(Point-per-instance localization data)
○ ○ ○

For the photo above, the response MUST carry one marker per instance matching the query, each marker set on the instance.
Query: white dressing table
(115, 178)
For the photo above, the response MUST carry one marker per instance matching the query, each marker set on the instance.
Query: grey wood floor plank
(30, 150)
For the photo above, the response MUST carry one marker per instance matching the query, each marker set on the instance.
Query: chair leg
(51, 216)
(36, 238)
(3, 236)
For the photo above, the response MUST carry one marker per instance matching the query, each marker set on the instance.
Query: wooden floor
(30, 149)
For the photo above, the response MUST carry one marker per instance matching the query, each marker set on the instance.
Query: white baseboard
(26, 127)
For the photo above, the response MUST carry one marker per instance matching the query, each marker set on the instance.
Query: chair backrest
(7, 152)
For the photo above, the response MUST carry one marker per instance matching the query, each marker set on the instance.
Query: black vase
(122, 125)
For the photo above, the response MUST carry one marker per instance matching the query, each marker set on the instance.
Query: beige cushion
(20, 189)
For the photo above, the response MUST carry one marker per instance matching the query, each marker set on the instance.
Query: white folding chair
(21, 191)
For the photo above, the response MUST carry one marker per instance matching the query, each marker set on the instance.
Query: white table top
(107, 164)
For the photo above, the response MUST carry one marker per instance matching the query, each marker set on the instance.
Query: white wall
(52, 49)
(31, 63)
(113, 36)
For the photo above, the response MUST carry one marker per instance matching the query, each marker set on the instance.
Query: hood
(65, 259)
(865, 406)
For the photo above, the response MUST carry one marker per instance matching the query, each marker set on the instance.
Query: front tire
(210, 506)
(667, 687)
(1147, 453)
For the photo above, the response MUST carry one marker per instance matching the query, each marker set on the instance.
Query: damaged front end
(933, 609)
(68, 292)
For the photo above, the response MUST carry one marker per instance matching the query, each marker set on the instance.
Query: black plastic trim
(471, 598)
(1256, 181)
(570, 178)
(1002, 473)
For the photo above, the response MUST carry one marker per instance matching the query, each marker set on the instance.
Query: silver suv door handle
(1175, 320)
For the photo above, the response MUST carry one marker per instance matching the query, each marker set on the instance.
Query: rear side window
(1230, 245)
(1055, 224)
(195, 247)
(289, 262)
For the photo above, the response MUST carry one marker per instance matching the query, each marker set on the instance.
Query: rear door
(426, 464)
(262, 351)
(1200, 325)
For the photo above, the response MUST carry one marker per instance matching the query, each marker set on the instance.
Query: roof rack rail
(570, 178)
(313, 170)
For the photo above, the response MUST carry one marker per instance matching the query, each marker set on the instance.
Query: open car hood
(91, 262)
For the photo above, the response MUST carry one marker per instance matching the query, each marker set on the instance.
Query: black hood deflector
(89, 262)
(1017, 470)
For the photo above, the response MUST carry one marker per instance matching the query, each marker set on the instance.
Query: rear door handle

○ ○ ○

> [What this task involves] Each entry, from start to finish, must be restated exactly.

> [Answer to this task]
For the photo above, the response MUST carry one marker per instance matching the query, each marker set on the instance.
Query: white dressing table
(115, 178)
For the photo above, the response MUST carry one marker per instance matching the query, each marker set on the instance.
Query: grey wood floor plank
(30, 150)
For the photo above, the response MUST carry one marker per instance matching the query, each marker set on the instance.
Query: chair leg
(51, 216)
(36, 238)
(3, 236)
For the photo above, the response MUST carry one marker per instance matching the query, each marker set on the instance.
Query: wooden floor
(30, 149)
For the photo above, the response MUST carry one marker per instance matching the query, each marker set on the instance.
Query: white baseboard
(26, 127)
For the photo above, the response MUST carry one marker per instance matching the query, each marker set on the instance.
Query: chair backrest
(7, 152)
For the photo above, the response MUST carry one marker per instance matching the query, each marker set on the instance.
Query: black vase
(122, 125)
For the photo above, the response MUST carry one marker per instance matching the query, each marker set on the instance.
Query: beige cushion
(20, 189)
For the photo above, the response MUST carry one marker per instance matching the query, each marker set on the instance.
Query: white folding chair
(21, 191)
For the photo above, the response MUST carry one marker per instance matching the query, each marker set on the instance.
Query: white table top
(107, 164)
For the photo above, the response MUST carry one marker per instance matching the query, each marker set on the instance.
Query: white wall
(52, 49)
(31, 63)
(113, 36)
For the photo above, the response MUST carry one marker per instance matching the query, each marker set on the instance.
Query: hood
(65, 259)
(865, 406)
For the photo above, the response MUST carry one marker per instance matching the query, each marker set on the instance.
Query: front tire
(210, 506)
(667, 687)
(1147, 453)
For the photo above, the response MUST carry one marker per instance matching the query, each marker set on the instance.
Query: damaged front end
(933, 609)
(68, 292)
For the photo above, the response MUST carry one marker per instance matching the query, each marker set on the instance.
Query: black plastic trim
(471, 598)
(1256, 181)
(570, 178)
(1002, 473)
For the photo above, the response MUST carry one marker per instance matching the query, each marker set on the instance.
Query: silver suv door handle
(1175, 320)
For the photo above, the response MUST carry one marker per instance matching the query, each marker set on the instance.
Query: rear side window
(1230, 245)
(1055, 224)
(195, 247)
(289, 262)
For the photo above, the response MUST carry one marker per instance matching the query, each marker set on the instance.
Query: rear door
(426, 464)
(262, 351)
(1200, 325)
For the photo above, the response MUST carry one marker per instance matching the query, each marker set on the instance.
Query: roof rack rail
(570, 178)
(313, 170)
For the photo above, the response MUST carry one marker per instance matching the query, each marker set on the instance.
Query: open car hood
(91, 262)
For the photo above, the response MUST carry one marker per instance matching the query, each marker set on the instance.
Query: black hood deflector
(89, 262)
(1017, 470)
For the photo above, the response MUST carry one marker per instance matching the query, each marker set on the instance.
Query: rear door handle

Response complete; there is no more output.